• Given text:

Nuclear Know-How Made Easy, Report On Libya Shows

Team Infidel

Forum Spin Doctor
Los Angeles Times
September 13, 2008
A study by the IAEA, the United Nations' nuclear watchdog agency, says sensitive documents on bombs were available electronically.
By Borzou Daragahi, Los Angeles Times Staff Writer
BEIRUT — A leaked report by a U.N. agency reveals fresh details about Libya's now-abandoned attempts to obtain nuclear weapons and an underground network of scientists who peddled atomic secrets for cash.
Before deciding to abandon its quest for nuclear weapons, Libya had tapped into a sophisticated black-market network that included Pakistani scientist Abdul Qadeer Khan, says a report by the International Atomic Energy Agency, or IAEA, prepared for delivery Friday to members of its governing board.
Though Libya was far from obtaining nuclear weapons, a probe into its program showed how easily nuclear secrets could be passed around. Most of the sensitive documents for enriching nuclear material and designing weapons were being put into electronic form, allowing for e-mailing or for transportation on memory sticks, said the report by the IAEA, the United Nations' nuclear watchdog agency.
The report, prepared for a Sept. 22 meeting of the agency's board of governors, reveals few major surprises about Libya's quest to obtain nuclear weapons. But it fills in some blanks.
"What the IAEA report shows is that illicit nuclear trade has been around for a long time," said David Albright, president of the Institute for Science and International Security, a Washington think tank that posted a copy of the report on its website. "It shows that the illicit nuclear trade has been key to the progression of many secret nuclear weapons programs."
Secretary of State Condoleezza Rice visited Libya this month to meet with the country's longtime leader, Moammar Kadafi. His nation was under heavy U.S. sanctions until it decided in late 2003 to renounce support for militant groups, abandon its nuclear program and come clean on the details of its efforts to obtain weapons of mass destruction.
The IAEA report makes it clear that although Libya had bought tons of uranium and some advanced equipment, it had been unable to start enriching the material.
"The Libyans didn't seem very competent at this," said Jeffrey Lewis, an arms control expert at the New America Foundation, a Washington think tank. "They weren't able to even get the centrifuges that they bought working."
According to the report, Khan offered in 1984 to sell the Libyans high-speed centrifuges to produce enriched uranium, which can be used as fissile material in a nuclear bomb. The Libyans decided that they didn't have the human or financial resources to make the deal.

• Data for review:
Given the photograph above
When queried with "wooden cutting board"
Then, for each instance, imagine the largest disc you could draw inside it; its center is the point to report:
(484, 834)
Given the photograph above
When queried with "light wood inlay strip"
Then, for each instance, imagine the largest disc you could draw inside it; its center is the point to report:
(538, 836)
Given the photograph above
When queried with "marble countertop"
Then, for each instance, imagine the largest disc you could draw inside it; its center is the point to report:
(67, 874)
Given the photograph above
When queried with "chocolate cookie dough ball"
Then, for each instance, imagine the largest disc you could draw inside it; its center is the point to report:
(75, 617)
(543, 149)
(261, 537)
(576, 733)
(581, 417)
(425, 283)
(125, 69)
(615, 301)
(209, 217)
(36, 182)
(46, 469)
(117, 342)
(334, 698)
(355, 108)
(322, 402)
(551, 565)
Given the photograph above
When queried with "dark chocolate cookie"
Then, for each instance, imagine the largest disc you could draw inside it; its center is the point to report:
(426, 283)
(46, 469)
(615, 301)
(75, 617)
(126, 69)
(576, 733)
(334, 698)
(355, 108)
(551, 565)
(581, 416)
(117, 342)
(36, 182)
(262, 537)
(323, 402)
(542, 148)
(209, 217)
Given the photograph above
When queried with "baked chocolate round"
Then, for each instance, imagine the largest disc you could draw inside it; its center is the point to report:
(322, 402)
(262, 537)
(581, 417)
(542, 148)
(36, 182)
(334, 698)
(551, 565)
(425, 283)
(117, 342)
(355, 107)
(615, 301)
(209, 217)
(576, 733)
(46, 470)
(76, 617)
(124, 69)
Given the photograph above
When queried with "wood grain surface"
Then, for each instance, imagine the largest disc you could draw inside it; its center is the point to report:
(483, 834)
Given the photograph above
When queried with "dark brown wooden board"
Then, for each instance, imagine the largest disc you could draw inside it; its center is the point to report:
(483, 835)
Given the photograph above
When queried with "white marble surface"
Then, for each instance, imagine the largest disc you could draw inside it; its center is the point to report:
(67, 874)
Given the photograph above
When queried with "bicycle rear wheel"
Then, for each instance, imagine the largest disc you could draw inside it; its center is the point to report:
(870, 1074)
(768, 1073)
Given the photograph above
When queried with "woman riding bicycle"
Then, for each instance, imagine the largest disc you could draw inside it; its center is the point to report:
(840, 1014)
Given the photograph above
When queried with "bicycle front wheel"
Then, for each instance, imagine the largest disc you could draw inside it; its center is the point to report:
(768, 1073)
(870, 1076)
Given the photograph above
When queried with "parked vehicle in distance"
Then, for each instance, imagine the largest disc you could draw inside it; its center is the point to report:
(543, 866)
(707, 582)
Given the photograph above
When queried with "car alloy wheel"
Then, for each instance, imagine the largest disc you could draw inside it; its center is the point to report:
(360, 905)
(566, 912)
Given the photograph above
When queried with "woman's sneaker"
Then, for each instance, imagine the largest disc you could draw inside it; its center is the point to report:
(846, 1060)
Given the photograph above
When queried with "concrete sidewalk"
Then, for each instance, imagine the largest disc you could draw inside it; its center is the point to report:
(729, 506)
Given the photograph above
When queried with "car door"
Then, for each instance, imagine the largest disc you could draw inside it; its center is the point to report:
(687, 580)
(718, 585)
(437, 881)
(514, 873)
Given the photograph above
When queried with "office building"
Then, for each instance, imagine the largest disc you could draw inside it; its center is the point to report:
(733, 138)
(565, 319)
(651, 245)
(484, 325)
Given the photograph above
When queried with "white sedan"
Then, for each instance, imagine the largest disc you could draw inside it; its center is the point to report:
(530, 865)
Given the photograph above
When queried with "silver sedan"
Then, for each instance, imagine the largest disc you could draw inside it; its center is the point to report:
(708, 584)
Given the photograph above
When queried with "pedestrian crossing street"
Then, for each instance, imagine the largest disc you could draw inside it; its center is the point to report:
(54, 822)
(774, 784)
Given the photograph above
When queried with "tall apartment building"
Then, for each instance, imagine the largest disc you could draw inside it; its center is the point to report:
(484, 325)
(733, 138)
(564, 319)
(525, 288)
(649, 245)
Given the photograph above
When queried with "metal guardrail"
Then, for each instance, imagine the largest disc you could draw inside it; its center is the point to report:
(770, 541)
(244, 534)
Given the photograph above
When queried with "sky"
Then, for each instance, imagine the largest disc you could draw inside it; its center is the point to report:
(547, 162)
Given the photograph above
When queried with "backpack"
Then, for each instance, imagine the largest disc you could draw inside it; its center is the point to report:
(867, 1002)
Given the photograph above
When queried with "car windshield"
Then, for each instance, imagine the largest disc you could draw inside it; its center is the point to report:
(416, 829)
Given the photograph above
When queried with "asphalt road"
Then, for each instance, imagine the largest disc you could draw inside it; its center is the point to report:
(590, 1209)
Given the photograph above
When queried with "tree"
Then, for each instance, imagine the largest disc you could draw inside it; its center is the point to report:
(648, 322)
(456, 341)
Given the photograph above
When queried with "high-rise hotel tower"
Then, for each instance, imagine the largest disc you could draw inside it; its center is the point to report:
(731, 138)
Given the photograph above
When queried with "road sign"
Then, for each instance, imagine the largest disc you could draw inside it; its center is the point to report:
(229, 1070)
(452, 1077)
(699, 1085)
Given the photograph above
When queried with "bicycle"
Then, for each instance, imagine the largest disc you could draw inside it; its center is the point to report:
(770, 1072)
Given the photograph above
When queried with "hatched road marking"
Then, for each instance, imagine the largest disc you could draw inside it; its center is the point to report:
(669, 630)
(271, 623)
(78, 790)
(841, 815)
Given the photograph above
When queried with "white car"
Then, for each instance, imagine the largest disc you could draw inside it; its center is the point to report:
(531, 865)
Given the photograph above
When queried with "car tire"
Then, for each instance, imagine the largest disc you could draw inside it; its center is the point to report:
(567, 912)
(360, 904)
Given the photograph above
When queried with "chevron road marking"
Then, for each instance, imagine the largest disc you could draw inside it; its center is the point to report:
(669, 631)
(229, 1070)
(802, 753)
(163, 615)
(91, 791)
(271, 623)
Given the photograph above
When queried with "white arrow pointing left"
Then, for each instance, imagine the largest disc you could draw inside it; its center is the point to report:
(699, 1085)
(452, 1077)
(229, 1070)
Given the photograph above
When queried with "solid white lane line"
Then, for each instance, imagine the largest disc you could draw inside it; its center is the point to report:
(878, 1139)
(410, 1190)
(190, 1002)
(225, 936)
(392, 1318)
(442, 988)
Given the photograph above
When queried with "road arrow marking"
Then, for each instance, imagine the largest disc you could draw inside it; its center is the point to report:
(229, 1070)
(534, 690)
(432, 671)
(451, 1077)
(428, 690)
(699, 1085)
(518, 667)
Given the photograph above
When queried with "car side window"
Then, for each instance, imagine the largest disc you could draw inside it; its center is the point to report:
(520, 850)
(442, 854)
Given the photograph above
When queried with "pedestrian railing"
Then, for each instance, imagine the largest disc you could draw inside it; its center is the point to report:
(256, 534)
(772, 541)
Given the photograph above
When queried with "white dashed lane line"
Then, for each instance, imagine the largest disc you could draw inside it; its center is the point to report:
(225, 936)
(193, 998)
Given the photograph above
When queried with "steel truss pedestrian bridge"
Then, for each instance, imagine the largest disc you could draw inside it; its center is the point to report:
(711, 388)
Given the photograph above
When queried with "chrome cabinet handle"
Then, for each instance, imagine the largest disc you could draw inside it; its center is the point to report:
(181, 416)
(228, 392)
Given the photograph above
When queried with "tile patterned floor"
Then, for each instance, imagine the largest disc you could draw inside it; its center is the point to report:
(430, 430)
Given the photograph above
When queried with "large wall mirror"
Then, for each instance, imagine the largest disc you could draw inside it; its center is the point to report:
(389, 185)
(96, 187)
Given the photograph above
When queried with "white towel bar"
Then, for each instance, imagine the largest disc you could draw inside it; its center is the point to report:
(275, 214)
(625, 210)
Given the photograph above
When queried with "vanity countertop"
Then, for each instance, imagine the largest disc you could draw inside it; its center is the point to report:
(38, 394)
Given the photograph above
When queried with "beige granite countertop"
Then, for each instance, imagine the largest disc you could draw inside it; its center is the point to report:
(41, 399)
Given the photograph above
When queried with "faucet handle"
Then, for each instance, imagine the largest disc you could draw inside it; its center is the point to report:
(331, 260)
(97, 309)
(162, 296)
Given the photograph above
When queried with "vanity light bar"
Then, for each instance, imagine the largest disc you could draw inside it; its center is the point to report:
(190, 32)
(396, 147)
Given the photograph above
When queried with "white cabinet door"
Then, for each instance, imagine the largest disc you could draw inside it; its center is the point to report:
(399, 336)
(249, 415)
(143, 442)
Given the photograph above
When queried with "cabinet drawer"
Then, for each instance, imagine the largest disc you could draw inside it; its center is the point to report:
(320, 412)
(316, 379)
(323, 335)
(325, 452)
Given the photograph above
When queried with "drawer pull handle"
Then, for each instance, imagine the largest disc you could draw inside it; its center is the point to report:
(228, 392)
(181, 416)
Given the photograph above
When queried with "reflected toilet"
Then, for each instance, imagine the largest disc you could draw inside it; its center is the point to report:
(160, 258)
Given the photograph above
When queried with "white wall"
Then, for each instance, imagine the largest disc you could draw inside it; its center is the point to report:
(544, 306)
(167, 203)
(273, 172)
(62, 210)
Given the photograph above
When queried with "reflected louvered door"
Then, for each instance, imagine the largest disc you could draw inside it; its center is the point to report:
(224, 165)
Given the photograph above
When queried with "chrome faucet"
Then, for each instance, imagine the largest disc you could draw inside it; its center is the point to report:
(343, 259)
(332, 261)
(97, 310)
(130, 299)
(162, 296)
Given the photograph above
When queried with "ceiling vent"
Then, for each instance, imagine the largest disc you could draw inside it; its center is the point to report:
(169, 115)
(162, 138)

• Brief A:
Answer each question from the article on Libya's nuclear program.
(i) In what year did Khan offer to sell the Libyans high-speed centrifuges?
(ii) For what date was the meeting of the agency's board of governors set?
(iii) Who is the president of the Institute for Science and International Security?
• Brief B:
State whether each statement agrees with the article on Libya's nuclear program, and quote the words that decide it.
(i) Libya had begun enriching uranium.
(ii) Libya decided in late 2003 to abandon its nuclear program.
(iii) Jeffrey Lewis works at the Institute for Science and International Security.
• Brief C:
Transcribe the part of the article on Libya's nuclear program that begins at the words "By Borzou Daragahi, Los" and stops after "its governing board.".
The records take no part in this work.

• Your solution A:
(i) 1984
(ii) Sept. 22
(iii) David Albright

• Your solution B:
(i) No: "it had been unable to start enriching the material."
(ii) Yes: "it decided in late 2003 to renounce support for militant groups, abandon its nuclear program"
(iii) No: "Jeffrey Lewis, an arms control expert at the New America Foundation, a Washington think tank."

• Your solution C:
By Borzou Daragahi, Los Angeles Times Staff Writer
BEIRUT — A leaked report by a U.N. agency reveals fresh details about Libya's now-abandoned attempts to obtain nuclear weapons and an underground network of scientists who peddled atomic secrets for cash.
Before deciding to abandon its quest for nuclear weapons, Libya had tapped into a sophisticated black-market network that included Pakistani scientist Abdul Qadeer Khan, says a report by the International Atomic Energy Agency, or IAEA, prepared for delivery Friday to members of its governing board.